WHAT YOU NEED TO DO: Search the records below for the string "target", and report each line that contains it.

##########

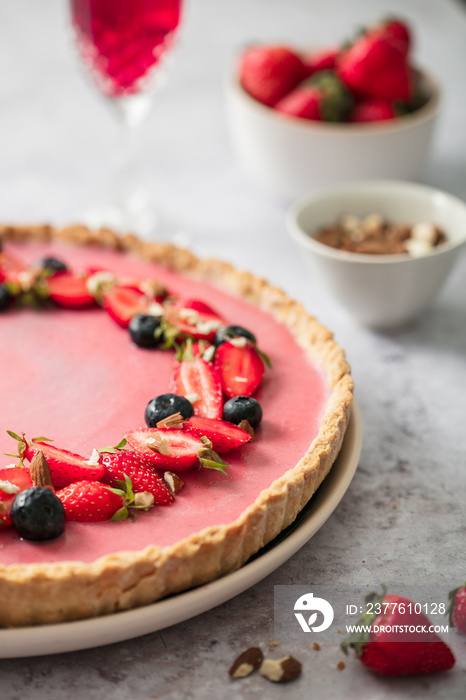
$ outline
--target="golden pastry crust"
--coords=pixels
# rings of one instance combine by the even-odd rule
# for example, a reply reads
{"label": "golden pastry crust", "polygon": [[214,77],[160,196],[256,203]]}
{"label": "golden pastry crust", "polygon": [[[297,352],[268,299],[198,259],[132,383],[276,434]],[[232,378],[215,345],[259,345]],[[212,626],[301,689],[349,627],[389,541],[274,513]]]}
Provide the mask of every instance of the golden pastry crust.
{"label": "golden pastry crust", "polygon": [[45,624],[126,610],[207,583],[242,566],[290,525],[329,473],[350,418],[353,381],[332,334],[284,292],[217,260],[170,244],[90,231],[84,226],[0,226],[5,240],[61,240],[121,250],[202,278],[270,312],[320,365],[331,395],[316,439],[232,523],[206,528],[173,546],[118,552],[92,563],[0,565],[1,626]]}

##########

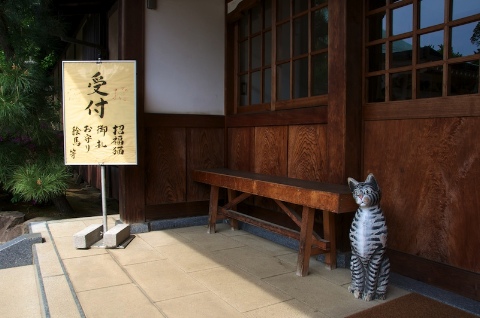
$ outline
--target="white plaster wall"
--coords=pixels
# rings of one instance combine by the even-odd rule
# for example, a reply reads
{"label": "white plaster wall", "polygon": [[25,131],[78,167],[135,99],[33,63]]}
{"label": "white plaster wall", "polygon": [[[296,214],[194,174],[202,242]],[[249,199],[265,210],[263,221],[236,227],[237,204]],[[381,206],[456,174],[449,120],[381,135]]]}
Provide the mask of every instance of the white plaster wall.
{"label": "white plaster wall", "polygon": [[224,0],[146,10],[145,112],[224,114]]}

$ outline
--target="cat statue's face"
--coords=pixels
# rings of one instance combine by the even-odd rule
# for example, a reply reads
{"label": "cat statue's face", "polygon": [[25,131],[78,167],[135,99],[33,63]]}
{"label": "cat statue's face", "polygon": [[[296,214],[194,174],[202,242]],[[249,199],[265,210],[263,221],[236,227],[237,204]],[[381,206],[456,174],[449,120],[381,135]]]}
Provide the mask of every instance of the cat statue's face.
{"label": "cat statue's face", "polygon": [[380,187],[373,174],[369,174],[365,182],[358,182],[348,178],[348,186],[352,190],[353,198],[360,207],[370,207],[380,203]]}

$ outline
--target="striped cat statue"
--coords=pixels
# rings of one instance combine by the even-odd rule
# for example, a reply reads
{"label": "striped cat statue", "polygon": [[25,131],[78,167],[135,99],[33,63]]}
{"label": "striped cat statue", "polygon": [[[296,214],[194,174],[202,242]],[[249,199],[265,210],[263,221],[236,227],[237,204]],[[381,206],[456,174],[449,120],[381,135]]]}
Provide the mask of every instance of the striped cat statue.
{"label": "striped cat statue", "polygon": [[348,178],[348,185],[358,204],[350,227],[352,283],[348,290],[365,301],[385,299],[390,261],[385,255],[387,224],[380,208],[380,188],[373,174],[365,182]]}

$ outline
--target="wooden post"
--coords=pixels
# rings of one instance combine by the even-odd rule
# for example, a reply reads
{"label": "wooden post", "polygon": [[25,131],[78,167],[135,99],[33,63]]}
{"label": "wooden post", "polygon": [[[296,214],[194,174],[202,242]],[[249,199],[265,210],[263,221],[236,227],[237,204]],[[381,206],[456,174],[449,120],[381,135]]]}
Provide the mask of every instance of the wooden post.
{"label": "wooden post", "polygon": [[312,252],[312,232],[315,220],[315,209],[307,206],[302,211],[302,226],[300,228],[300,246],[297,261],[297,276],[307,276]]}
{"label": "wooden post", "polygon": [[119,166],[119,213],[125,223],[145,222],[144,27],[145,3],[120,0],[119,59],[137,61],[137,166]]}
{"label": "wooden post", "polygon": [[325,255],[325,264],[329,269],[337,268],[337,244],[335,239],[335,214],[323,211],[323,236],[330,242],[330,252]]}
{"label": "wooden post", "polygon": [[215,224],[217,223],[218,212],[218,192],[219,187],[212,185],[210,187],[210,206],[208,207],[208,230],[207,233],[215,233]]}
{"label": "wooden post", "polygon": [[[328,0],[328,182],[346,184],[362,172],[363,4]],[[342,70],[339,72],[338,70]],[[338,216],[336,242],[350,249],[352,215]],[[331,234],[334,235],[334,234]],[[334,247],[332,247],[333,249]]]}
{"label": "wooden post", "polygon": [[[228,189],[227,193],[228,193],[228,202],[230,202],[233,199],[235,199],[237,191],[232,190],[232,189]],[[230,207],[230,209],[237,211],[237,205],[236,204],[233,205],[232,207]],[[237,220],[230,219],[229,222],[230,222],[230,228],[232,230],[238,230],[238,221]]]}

##########

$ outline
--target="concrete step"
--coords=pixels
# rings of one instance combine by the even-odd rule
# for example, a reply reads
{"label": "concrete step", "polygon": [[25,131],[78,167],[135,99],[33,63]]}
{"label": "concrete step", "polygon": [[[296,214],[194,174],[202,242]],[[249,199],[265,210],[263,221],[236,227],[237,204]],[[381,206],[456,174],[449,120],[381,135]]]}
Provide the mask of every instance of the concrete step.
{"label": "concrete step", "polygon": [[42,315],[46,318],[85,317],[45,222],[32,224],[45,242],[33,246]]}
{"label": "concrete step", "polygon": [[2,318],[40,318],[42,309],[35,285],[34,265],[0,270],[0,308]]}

##########

RESPONSE:
--target="golden pastry crust"
--target="white plaster wall"
--target="cat statue's face"
--target="striped cat statue"
--target="wooden post"
--target="concrete step"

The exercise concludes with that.